__Source passage__:
━━━━━━━━

Engine Steamaudio

Demonstrates integration of Steam Audio with miniaudio's engine API.

In this example a HRTF effect from Steam Audio will be applied. To do this a custom node will be implemented which uses Steam Audio's IPLBinauralEffect and IPLHRTF objects.

By implementing this as a node, it can be plugged into any position within the graph. The output channel count of this node is always stereo.

Steam Audio requires fixed sized processing, the size of which must be specified at initialization time of the IPLBinauralEffect and IPLHRTF objects. This creates a problem because the node graph will at times need to break down processing into smaller chunks for it's internal processing. The node graph internally will read into a temporary buffer which is then mixed into the final output buffer. This temporary buffer is allocated on the stack and is a fixed size. However, variability comes into play because the channel count of the node is variable. It's not safe to just blindly process the effect with the frame count specified in miniaudio's node processing callback. Doing so results in glitching. To work around this, this example is just setting the update size to a known value that works (256). If it's set to something too big it'll exceed miniaudio's processing size used by the node graph. Alternatively you could use some kind of intermediary cache which accumulates input data until enough is available and then do the processing. Ideally, Steam Audio would support variable sized updates which would avoid this whole mess entirely.

━━━━━━━━

__Things to do__:
- A) Answer these questions using the Steam Audio example above:
(i) Which two Steam Audio objects does the custom node use?
(ii) What is the output channel count of the node?
(iii) What update size does the example set to work around the fixed-size processing issue?
- B) Transcribe the stretch of the Steam Audio example from "Demonstrates integration of" through "Audio's IPLBinauralEffect and IPLHRTF objects.", word for word.

__Data provided__:
━━━━━━━━

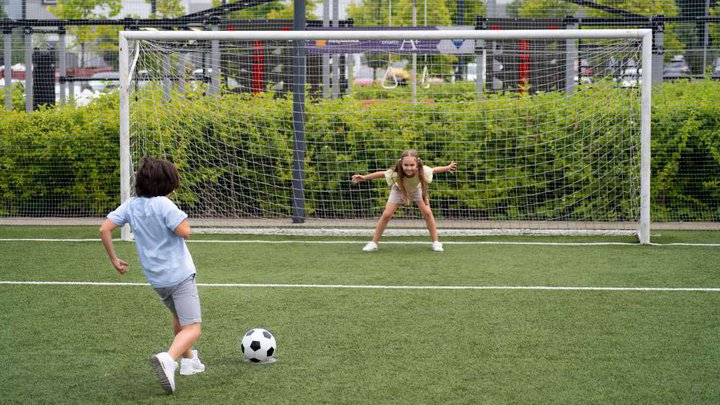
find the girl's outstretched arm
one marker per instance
(449, 168)
(357, 178)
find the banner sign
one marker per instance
(445, 46)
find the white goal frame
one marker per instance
(645, 35)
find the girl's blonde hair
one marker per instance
(420, 172)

━━━━━━━━

__Answers provided__:
- A)
(i) IPLBinauralEffect and IPLHRTF
(ii) Always stereo
(iii) 256

- B)
Demonstrates integration of Steam Audio with miniaudio's engine API.

In this example a HRTF effect from Steam Audio will be applied. To do this a custom node will be implemented which uses Steam Audio's IPLBinauralEffect and IPLHRTF objects.